**WHAT IS ASKED:** Pick out every line in the entries below that contains the word "black", and copy each one.

Rows from a dataset of box labels:
>> Begin
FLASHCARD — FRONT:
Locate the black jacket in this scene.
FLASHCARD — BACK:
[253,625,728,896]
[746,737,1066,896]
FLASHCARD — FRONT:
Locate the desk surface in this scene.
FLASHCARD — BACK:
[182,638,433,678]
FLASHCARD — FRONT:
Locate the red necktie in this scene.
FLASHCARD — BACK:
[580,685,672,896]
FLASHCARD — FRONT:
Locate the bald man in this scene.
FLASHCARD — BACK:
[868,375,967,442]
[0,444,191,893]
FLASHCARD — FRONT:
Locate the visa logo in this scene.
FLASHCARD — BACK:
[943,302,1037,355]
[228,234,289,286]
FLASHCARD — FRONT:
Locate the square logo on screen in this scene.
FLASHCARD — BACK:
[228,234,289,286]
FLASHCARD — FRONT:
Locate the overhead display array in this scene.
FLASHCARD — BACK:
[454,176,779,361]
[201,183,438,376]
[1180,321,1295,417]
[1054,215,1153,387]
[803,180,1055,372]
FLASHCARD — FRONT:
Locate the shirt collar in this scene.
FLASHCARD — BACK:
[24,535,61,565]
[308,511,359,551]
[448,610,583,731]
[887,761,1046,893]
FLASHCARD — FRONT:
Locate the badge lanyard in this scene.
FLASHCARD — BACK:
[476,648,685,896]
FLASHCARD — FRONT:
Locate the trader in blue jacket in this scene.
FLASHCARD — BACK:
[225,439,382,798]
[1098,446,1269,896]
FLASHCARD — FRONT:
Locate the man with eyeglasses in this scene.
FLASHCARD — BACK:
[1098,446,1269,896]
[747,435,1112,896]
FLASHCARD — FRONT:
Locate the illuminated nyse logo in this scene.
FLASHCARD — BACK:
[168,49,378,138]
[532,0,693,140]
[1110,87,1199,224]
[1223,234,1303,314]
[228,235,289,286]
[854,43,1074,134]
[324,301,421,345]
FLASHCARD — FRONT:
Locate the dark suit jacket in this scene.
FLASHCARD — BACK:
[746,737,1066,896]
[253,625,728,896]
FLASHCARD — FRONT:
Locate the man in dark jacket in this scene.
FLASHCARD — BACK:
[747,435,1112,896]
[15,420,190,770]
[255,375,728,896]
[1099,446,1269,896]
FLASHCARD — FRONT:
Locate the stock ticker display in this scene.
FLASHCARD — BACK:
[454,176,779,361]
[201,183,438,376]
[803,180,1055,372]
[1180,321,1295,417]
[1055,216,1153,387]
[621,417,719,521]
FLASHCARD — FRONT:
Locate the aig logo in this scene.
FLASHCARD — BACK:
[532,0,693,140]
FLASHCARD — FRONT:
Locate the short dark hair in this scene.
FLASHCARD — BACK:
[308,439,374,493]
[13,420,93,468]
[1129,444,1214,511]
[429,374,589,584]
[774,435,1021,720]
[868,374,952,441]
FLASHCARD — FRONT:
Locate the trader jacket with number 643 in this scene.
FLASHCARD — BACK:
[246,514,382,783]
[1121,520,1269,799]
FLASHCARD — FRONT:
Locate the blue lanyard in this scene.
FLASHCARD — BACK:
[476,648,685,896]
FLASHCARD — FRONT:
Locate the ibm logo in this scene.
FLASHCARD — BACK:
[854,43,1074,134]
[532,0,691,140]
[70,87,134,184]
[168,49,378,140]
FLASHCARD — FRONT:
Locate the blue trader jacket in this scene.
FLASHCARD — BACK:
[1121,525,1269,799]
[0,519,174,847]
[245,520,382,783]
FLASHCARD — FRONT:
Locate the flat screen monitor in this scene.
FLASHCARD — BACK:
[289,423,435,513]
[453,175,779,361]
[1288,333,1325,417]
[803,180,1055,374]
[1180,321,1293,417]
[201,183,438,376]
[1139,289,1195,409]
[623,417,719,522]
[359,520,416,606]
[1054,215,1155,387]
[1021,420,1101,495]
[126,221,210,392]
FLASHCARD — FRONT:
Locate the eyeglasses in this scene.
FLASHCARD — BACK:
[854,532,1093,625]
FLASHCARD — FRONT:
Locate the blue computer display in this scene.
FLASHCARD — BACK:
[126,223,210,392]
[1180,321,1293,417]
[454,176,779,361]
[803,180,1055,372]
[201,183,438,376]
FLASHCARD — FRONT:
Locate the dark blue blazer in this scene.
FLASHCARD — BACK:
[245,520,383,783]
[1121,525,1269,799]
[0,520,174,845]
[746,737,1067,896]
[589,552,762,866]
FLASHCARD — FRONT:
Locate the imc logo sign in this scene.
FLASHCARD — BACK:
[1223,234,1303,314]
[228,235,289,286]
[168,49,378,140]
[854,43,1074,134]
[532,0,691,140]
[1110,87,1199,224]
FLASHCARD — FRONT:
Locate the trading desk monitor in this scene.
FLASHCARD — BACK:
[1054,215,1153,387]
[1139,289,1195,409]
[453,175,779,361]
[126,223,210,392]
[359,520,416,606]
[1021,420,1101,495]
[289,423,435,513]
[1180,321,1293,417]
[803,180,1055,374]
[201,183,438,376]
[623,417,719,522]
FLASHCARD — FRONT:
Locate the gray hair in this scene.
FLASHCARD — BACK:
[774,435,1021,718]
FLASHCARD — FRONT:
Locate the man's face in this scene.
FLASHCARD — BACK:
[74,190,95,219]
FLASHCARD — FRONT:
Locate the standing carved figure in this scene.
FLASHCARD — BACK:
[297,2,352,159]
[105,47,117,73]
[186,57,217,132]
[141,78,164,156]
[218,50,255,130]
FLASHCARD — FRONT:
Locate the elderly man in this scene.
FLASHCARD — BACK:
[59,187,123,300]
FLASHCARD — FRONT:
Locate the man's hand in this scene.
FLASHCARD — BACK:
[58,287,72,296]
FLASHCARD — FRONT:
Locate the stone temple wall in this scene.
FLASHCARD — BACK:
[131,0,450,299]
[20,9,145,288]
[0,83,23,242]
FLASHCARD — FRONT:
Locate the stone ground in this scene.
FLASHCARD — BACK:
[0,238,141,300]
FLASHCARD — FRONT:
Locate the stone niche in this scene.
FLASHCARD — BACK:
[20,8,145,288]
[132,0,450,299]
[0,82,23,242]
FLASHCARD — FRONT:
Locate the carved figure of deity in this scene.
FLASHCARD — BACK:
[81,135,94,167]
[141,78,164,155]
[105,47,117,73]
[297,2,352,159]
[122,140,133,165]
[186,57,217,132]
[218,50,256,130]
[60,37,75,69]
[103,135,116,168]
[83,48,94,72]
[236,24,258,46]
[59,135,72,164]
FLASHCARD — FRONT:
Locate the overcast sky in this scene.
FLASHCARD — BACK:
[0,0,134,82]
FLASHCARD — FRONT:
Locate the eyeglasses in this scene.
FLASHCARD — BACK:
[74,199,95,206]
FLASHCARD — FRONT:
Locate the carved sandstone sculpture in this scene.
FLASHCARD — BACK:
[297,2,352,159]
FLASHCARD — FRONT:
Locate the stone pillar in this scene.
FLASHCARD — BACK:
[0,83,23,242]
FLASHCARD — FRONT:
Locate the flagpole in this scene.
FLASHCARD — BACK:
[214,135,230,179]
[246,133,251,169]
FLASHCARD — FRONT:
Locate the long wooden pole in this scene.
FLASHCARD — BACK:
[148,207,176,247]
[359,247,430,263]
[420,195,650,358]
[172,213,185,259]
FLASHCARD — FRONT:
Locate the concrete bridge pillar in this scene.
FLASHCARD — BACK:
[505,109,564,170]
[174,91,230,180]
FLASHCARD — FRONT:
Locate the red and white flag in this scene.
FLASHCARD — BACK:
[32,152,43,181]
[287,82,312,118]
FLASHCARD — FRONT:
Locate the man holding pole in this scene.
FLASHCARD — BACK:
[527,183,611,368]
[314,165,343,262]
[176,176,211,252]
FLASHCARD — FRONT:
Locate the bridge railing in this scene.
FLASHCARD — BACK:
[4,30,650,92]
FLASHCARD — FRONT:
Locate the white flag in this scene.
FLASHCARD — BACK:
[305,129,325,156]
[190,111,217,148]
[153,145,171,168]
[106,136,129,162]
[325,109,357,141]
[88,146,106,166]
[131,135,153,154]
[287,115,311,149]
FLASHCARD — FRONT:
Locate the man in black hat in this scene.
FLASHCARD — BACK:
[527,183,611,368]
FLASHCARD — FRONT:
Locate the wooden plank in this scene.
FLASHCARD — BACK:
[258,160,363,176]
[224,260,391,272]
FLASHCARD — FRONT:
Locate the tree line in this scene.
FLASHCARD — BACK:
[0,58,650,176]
>> End
**RESPONSE TO THE EXERCISE:**
Locate the black jacket in this scene.
Locate the man in black hat in this scene.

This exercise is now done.